> AIM OF THE TASK: Can you rewrite all of these lines with each "blurred" changed to "out-of-focus", keeping everything else the same and omitting the pictures?

> MATERIAL PROVIDED:

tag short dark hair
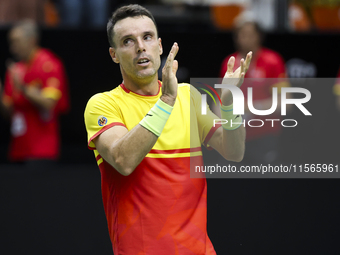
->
[106,4,158,47]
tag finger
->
[172,60,178,75]
[227,57,235,74]
[164,43,179,71]
[237,72,245,87]
[245,51,253,71]
[240,58,245,77]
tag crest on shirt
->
[98,115,107,127]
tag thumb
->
[172,60,178,75]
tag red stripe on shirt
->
[149,147,201,154]
[87,122,126,150]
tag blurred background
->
[0,0,340,254]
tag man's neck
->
[123,75,159,96]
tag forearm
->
[98,95,175,175]
[104,124,158,176]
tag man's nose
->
[136,38,145,53]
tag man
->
[220,20,289,164]
[85,5,251,255]
[0,20,69,162]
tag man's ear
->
[109,47,119,64]
[158,38,163,55]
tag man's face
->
[110,16,163,79]
[8,27,34,60]
[236,23,260,52]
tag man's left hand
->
[221,51,253,105]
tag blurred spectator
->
[211,0,277,30]
[59,0,109,28]
[0,20,69,161]
[288,0,340,31]
[220,21,289,163]
[0,0,45,24]
[333,68,340,111]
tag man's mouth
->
[137,58,150,66]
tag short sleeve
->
[84,92,125,150]
[2,71,13,105]
[190,86,221,146]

> OUTPUT FOR THIS TASK:
tag short dark hair
->
[106,4,158,47]
tag finger
->
[172,60,178,75]
[227,57,235,74]
[164,43,179,71]
[237,72,245,87]
[245,51,253,71]
[240,58,245,77]
tag crest on shirt
->
[98,115,107,127]
tag thumb
->
[172,60,178,75]
tag red stripe on shirt
->
[149,147,201,154]
[87,122,126,150]
tag out-of-focus background
->
[0,0,340,254]
tag man's neck
->
[123,75,159,96]
tag forearm
->
[98,95,175,175]
[104,124,158,176]
tag man's nose
->
[136,38,145,53]
tag man
->
[220,20,289,164]
[85,5,251,255]
[0,20,69,162]
tag man's ear
->
[109,47,119,64]
[158,38,163,55]
tag man's face
->
[110,16,163,79]
[8,27,34,60]
[236,23,260,52]
tag man's left hand
->
[221,51,253,105]
tag out-of-focus spectator
->
[211,0,277,30]
[59,0,109,28]
[0,20,69,161]
[288,0,340,31]
[220,21,289,163]
[0,0,45,24]
[333,68,340,111]
tag man's mouth
->
[137,58,150,66]
tag short sleeve
->
[84,92,125,150]
[2,71,13,105]
[190,86,221,146]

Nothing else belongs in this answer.